Your answer must be every line of the data below that holds the string "bowling", copied exactly.

* _Dataset records_:
Segment Open

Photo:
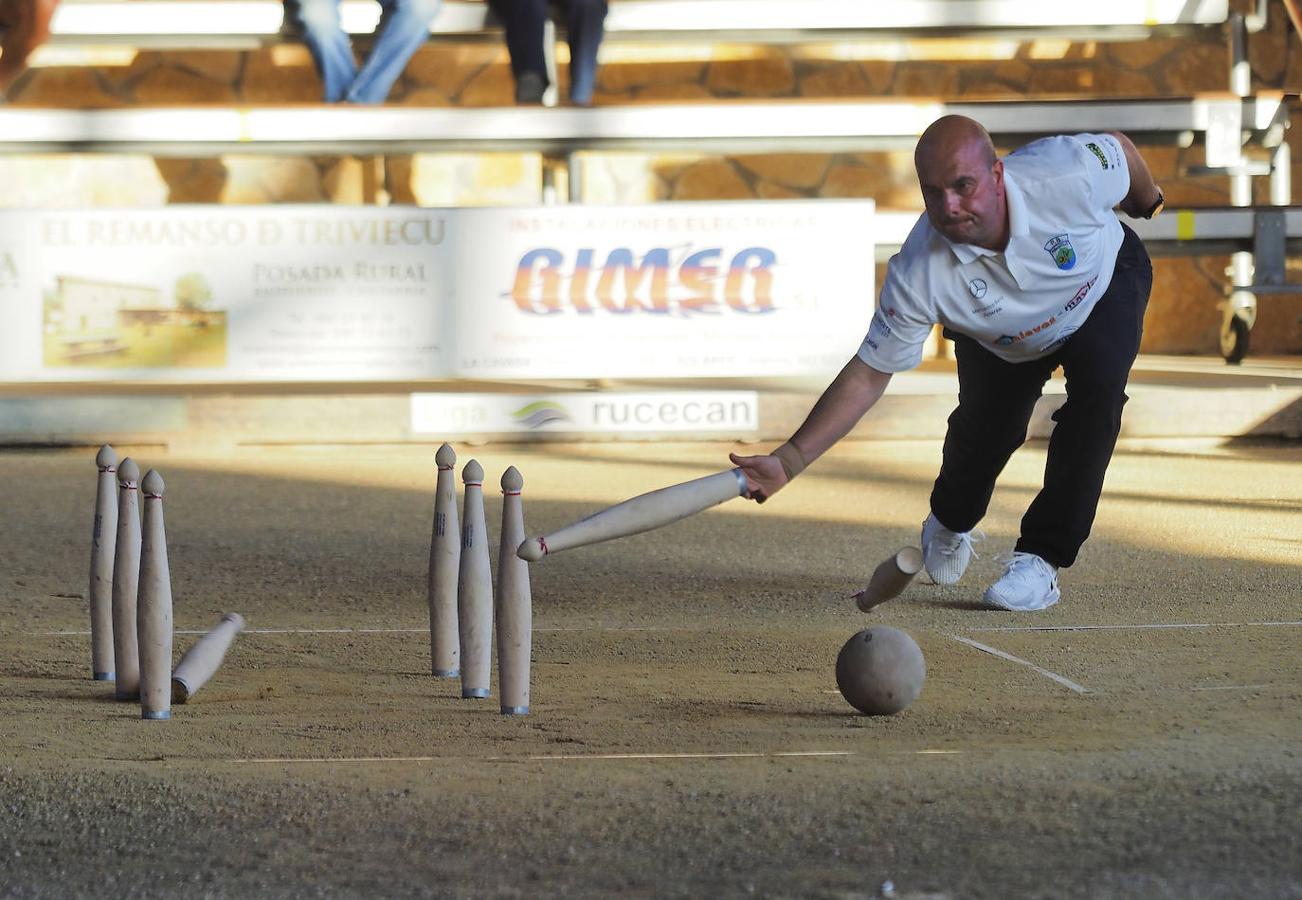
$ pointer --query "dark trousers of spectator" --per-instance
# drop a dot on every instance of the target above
(996, 400)
(585, 22)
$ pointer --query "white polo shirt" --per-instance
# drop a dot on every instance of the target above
(1024, 302)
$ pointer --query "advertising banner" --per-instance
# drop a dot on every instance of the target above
(663, 291)
(328, 293)
(600, 412)
(208, 293)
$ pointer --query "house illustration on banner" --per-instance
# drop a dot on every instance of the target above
(99, 323)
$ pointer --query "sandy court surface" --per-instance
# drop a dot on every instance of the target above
(1141, 739)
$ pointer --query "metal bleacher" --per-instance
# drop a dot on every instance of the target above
(1225, 123)
(246, 24)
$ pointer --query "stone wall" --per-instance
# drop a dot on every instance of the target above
(1184, 315)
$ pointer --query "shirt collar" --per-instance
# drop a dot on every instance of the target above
(1017, 224)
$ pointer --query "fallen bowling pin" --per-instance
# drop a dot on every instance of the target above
(639, 513)
(126, 580)
(474, 589)
(202, 660)
(444, 571)
(889, 578)
(154, 607)
(103, 543)
(514, 612)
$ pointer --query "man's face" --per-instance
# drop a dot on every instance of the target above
(965, 196)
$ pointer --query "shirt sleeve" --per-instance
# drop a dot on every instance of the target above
(1106, 168)
(899, 330)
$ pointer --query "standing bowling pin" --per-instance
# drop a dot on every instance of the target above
(126, 578)
(201, 660)
(103, 541)
(444, 571)
(514, 615)
(474, 589)
(154, 611)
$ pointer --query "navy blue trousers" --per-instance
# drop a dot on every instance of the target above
(996, 400)
(585, 25)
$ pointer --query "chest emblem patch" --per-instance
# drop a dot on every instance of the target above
(1060, 248)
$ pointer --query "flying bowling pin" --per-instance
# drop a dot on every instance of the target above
(201, 660)
(126, 578)
(103, 542)
(514, 614)
(474, 589)
(154, 610)
(889, 578)
(444, 569)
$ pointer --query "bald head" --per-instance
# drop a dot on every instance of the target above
(953, 136)
(962, 182)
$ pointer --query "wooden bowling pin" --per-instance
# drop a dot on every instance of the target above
(126, 578)
(639, 513)
(103, 541)
(889, 578)
(514, 614)
(444, 571)
(201, 660)
(474, 589)
(154, 610)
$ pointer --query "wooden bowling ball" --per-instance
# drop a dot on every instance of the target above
(880, 671)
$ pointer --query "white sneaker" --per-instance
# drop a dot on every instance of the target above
(1027, 584)
(945, 554)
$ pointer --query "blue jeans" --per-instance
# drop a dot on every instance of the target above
(404, 28)
(585, 25)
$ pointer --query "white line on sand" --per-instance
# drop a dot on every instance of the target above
(393, 631)
(1137, 627)
(695, 628)
(585, 757)
(1055, 676)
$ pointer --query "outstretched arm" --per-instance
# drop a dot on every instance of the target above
(25, 25)
(1143, 190)
(846, 399)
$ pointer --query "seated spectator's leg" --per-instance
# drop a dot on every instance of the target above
(328, 43)
(585, 25)
(404, 29)
(522, 20)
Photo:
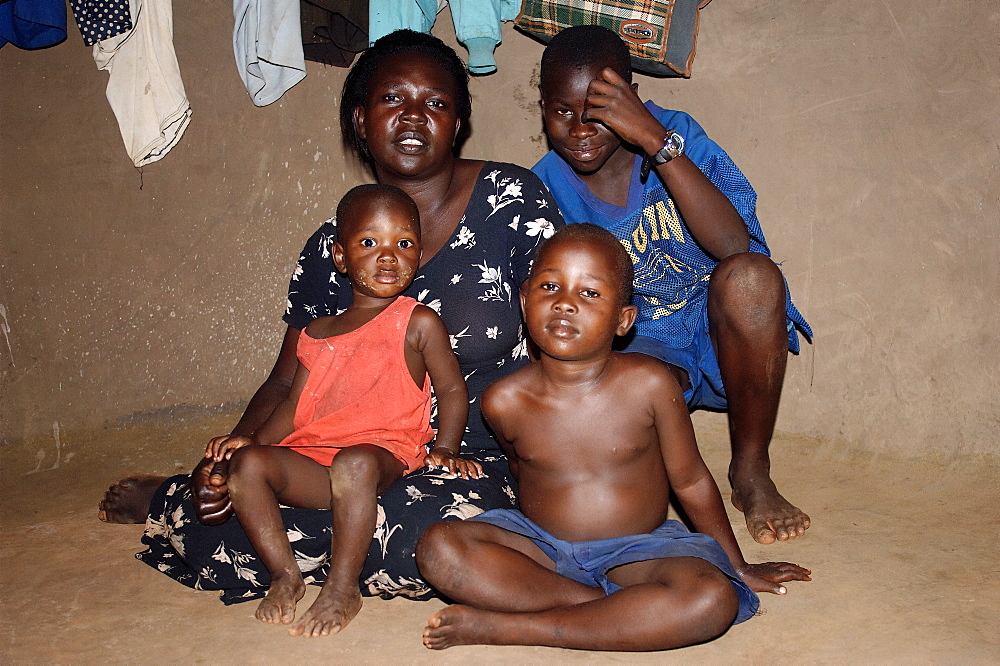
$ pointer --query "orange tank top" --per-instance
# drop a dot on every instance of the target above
(360, 391)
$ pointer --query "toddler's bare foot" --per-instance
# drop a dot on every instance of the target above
(127, 501)
(769, 516)
(463, 625)
(278, 607)
(333, 609)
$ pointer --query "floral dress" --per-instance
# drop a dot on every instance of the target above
(472, 283)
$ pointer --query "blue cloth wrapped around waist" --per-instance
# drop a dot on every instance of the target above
(588, 562)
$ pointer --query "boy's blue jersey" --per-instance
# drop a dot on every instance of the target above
(671, 269)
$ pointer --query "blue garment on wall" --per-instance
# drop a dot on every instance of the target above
(32, 24)
(477, 23)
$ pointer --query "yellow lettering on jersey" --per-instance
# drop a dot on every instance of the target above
(639, 238)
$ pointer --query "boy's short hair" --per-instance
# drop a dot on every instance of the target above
(371, 194)
(581, 46)
(585, 232)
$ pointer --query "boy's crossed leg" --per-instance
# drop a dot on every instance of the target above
(520, 600)
(747, 324)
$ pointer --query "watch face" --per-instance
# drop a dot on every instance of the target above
(675, 144)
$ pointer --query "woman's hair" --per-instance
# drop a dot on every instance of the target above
(401, 42)
(583, 46)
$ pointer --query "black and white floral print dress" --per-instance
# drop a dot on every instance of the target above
(472, 283)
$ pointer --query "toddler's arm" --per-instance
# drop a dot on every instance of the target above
(698, 493)
(434, 345)
(708, 213)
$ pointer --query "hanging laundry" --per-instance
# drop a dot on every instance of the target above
(477, 23)
(334, 31)
(101, 19)
(144, 87)
(32, 24)
(267, 42)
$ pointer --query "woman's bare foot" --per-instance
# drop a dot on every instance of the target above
(127, 501)
(770, 517)
(278, 607)
(464, 625)
(333, 609)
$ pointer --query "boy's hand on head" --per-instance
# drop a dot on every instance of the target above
(615, 103)
(445, 459)
(768, 576)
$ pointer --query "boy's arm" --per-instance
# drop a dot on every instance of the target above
(449, 389)
(495, 403)
(708, 213)
(698, 493)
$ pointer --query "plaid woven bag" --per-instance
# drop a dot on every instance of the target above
(660, 34)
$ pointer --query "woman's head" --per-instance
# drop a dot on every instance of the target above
(400, 44)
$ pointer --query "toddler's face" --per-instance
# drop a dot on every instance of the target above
(381, 252)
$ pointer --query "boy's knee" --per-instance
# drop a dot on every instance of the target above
(748, 283)
(353, 466)
(245, 463)
(439, 544)
(715, 602)
(750, 272)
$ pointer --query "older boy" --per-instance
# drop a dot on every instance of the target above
(711, 302)
(597, 440)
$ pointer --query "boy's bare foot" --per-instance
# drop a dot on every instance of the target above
(770, 517)
(333, 609)
(278, 607)
(127, 501)
(463, 625)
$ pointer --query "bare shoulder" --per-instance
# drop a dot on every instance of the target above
(323, 327)
(508, 392)
(647, 374)
(424, 320)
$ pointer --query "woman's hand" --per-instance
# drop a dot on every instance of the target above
(220, 448)
(210, 492)
(767, 576)
(445, 459)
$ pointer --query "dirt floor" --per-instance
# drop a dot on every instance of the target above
(904, 556)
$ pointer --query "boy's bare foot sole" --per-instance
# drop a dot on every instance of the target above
(770, 517)
(463, 625)
(278, 607)
(332, 611)
(127, 502)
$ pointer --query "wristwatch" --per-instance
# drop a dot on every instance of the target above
(673, 146)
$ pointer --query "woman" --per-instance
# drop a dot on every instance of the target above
(403, 105)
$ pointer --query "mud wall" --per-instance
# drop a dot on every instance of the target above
(868, 128)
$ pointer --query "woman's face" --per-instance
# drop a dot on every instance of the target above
(410, 119)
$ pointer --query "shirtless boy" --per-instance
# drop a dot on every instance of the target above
(357, 417)
(597, 440)
(711, 302)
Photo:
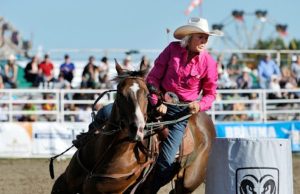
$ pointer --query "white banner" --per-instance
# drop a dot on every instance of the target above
(15, 140)
(38, 139)
(243, 165)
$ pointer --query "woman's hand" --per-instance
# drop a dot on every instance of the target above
(194, 107)
(162, 109)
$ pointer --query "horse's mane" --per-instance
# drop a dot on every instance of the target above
(126, 73)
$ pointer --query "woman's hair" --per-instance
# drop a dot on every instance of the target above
(185, 41)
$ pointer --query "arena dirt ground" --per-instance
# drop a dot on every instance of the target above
(31, 176)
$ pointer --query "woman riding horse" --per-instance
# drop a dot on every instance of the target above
(184, 68)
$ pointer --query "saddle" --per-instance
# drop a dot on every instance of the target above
(188, 143)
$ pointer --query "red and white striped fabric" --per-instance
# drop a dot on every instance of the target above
(193, 4)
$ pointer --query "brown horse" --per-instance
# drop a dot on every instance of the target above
(192, 171)
(111, 160)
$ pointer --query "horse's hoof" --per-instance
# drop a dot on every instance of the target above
(172, 191)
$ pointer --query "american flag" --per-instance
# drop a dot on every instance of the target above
(193, 4)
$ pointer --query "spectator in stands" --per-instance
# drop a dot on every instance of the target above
(10, 73)
(67, 69)
(46, 70)
(127, 63)
(234, 67)
(274, 85)
(287, 81)
(244, 81)
(105, 82)
(49, 106)
(266, 68)
(1, 83)
(90, 74)
(103, 68)
(15, 37)
(145, 63)
(32, 71)
(62, 83)
(296, 70)
(28, 117)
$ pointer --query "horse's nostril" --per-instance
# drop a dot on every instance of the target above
(133, 126)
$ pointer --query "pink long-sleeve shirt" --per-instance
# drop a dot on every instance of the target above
(172, 73)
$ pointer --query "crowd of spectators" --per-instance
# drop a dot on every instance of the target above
(265, 74)
(235, 74)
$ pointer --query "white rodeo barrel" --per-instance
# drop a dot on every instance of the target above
(250, 166)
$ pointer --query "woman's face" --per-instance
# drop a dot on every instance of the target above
(198, 42)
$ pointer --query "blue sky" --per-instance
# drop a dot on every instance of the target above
(132, 24)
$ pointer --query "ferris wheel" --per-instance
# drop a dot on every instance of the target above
(242, 30)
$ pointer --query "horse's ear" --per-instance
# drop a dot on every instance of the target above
(118, 67)
(143, 68)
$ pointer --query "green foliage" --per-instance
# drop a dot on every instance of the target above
(271, 44)
(294, 44)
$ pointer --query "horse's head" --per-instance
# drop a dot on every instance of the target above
(132, 101)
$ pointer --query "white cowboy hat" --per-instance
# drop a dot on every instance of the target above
(11, 57)
(195, 25)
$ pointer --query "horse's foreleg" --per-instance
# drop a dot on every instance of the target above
(60, 186)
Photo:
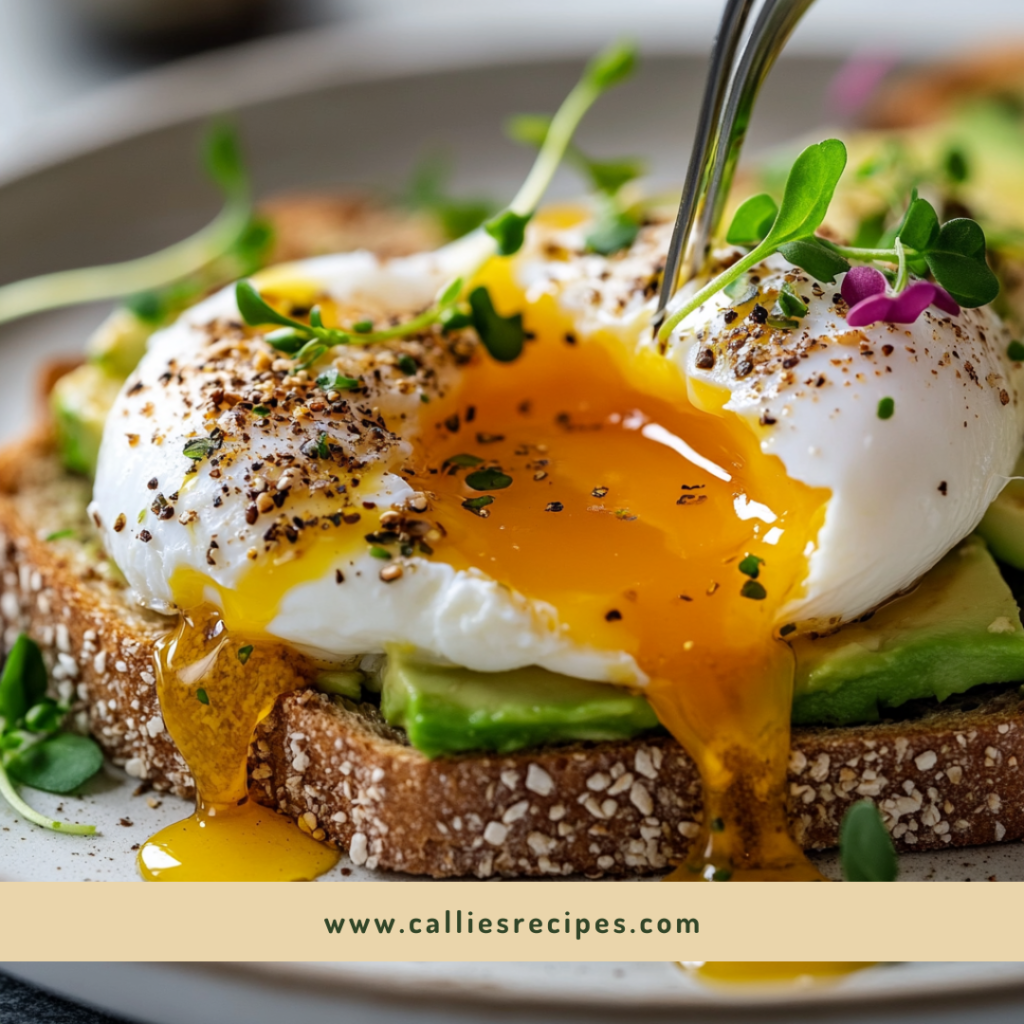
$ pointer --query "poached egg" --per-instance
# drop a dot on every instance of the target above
(655, 515)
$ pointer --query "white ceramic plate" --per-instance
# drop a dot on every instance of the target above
(341, 111)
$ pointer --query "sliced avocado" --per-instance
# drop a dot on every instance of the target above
(961, 627)
(80, 401)
(445, 710)
(1003, 526)
(119, 343)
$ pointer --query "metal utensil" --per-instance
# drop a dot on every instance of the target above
(725, 115)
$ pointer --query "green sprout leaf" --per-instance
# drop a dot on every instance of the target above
(57, 764)
(865, 847)
(502, 336)
(613, 230)
(23, 682)
(957, 260)
(819, 261)
(428, 192)
(487, 479)
(809, 189)
(920, 226)
(752, 221)
(199, 448)
(332, 380)
(791, 303)
(955, 165)
(257, 312)
(286, 340)
(509, 230)
(44, 717)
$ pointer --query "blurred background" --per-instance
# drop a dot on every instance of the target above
(56, 54)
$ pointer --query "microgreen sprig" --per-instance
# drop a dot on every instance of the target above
(953, 253)
(865, 848)
(222, 159)
(809, 189)
(615, 225)
(33, 751)
(502, 336)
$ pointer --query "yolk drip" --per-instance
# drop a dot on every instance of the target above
(760, 972)
(214, 687)
(636, 516)
(652, 526)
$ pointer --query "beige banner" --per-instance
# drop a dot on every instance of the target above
(521, 921)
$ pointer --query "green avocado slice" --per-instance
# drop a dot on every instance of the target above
(1003, 526)
(960, 628)
(80, 401)
(446, 710)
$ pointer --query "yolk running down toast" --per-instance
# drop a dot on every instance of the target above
(653, 528)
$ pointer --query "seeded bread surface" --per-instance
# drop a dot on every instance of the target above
(947, 776)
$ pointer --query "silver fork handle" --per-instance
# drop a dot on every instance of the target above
(722, 131)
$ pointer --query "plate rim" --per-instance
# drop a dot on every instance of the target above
(487, 995)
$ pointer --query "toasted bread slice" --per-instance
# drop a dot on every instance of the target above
(946, 775)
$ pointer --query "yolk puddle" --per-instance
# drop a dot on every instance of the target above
(761, 972)
(653, 528)
(214, 688)
(581, 475)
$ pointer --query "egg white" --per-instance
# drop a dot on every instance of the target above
(886, 524)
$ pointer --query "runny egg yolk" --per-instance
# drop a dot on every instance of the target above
(580, 475)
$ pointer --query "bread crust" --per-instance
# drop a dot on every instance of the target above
(948, 776)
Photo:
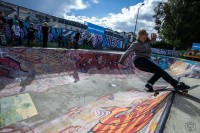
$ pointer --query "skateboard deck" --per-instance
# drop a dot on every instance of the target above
(172, 89)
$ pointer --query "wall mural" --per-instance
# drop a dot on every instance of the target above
(42, 69)
(86, 38)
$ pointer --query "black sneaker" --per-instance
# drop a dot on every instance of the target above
(181, 86)
(149, 87)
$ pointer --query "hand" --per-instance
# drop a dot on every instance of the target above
(120, 66)
(153, 37)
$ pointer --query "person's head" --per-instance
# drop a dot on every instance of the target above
(142, 35)
(16, 17)
(16, 22)
(45, 24)
(31, 25)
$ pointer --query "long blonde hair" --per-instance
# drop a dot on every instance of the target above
(142, 32)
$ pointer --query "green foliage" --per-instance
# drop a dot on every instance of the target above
(177, 22)
(162, 45)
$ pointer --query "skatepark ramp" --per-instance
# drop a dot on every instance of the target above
(84, 91)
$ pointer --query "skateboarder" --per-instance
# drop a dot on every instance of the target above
(142, 55)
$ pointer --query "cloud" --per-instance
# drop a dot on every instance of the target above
(126, 19)
(95, 1)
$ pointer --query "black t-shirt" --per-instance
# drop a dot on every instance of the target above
(77, 36)
(45, 30)
(31, 32)
(2, 22)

Segment Closed

* _Solved problem_:
$ pointer --query "fallen bowling pin" --per-instance
$ pointer --query "standing bowling pin" --per-instance
$ pointer --query "flying bowling pin" --per-instance
$ pointer --query "wooden bowling pin" --per-instance
$ pointer --query "wooden bowling ball" --per-instance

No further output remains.